Set of tasks >>
(1) In the worked physics problems, why is the tension force 500 N when the elevator is at rest?
(2) Please pull out the part of the worked physics problems starting with "Acceleration of gravity" and going on through "larger then 500 N.", copied word for word.

Passage shown >>
....................

1. If no net force acts on an object, then :
(1) the object is not accelerated
(2) object at rest
(3) the change of velocity of an object = 0
(4) the object can not travels at a constant velocity
Which statement is correct.
Solution
The correct statement :
(1) The object is not accelerated
The net force causes acceleration of an object. So if no net force then objects is not accelerated.
(2) Object at rest
Newton’s first law of motion states that if no net force acts on an object then an object always at rest or the object is always traveling at a constant velocity.
(3) The change of velocity of an object = 0
Change of velocity = acceleration. No change of velocity means no acceleration. If no acceleration then no net force acts on an object.
[irp]
2. The weight of a person in an elevator at rest = 500 N. Acceleration due to gravity is 10 m/s2. When lift accelerated, the tension force is 750 N. What is the acceleration of lift.
Known :
Person’s weight (w) = 500 Newton = 500 kg m s–2 (lift at rest)
Acceleration of gravity (g) = 10 m s–2
Person’s mass (m) = 500 / 10 = 50 kg
Tension force (T) = 750 N (lift accelerated)
Elevator’s mass ignored.
Wanted: Acceleration of elevator
Solution :
Elevator at rest, no acceleration (a = 0). Force acts upward has plus sign and force acts downward has minus sign.
ΣF = m a
T – w = 0
T = w
T = 500 Newton
If the elevator accelerated downward then the tension force smallest then 500 N. Otherwise, if the elevator accelerated upward then the tension force larger then 500 N.
The tension force = 750 N because the elevator accelerated upward. Force acts upward has plus sign and force acts downward has minus sign.
T – w = m a
750 – 500 = 50 a
250 = 50 a
a = 250 / 50
a = 5.0 m s–2
[irp]
3. An 60-kg person in an elevator accelerated downward at 3 m/s2. If acceleration due to gravity is 10 m/s2, what is the normal force exerted by elevator’s floor on person.
Known :
Mass (m) = 60 kg
Acceleration of person and elevator (a) = 3 m/s2
Acceleration due to gravity (g) = 10 m/s2
Weight (w) = m g = (60)(10) = 600 Newton
Wanted: The normal force (N)

....................

Items from a dataset
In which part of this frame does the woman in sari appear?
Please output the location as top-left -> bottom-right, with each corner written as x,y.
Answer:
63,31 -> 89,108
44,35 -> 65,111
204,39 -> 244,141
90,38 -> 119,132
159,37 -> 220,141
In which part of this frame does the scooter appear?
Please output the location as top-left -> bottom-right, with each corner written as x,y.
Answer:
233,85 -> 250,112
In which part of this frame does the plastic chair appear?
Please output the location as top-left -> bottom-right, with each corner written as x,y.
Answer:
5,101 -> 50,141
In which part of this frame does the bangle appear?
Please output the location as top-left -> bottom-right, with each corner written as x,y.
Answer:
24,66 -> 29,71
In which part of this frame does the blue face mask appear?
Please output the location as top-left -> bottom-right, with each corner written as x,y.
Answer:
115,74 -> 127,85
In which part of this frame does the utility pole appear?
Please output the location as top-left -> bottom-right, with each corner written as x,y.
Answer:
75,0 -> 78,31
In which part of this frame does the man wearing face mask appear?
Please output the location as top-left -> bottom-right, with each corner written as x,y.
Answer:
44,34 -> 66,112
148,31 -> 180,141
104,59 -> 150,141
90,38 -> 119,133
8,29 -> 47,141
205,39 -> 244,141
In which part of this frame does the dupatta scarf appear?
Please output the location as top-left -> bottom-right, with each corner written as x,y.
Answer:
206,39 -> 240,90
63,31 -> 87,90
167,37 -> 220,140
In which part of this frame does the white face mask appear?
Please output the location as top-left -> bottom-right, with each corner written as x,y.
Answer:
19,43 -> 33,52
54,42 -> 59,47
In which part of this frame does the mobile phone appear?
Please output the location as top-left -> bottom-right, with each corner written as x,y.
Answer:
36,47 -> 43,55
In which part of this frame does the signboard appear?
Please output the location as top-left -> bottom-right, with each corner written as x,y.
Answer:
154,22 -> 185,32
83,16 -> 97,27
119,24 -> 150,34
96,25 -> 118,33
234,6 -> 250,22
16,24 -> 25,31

....................

Full solutions >>
(1) At rest the elevator has no acceleration (a = 0), so ΣF = m a becomes T – w = 0. The tension therefore equals the person's weight, giving T = 500 N.

(2)
Acceleration of gravity (g) = 10 m s–2
Person’s mass (m) = 500 / 10 = 50 kg
Tension force (T) = 750 N (lift accelerated)
Elevator’s mass ignored.
Wanted: Acceleration of elevator
Solution :
Elevator at rest, no acceleration (a = 0). Force acts upward has plus sign and force acts downward has minus sign.
ΣF = m a
T – w = 0
T = w
T = 500 Newton
If the elevator accelerated downward then the tension force smallest then 500 N. Otherwise, if the elevator accelerated upward then the tension force larger then 500 N.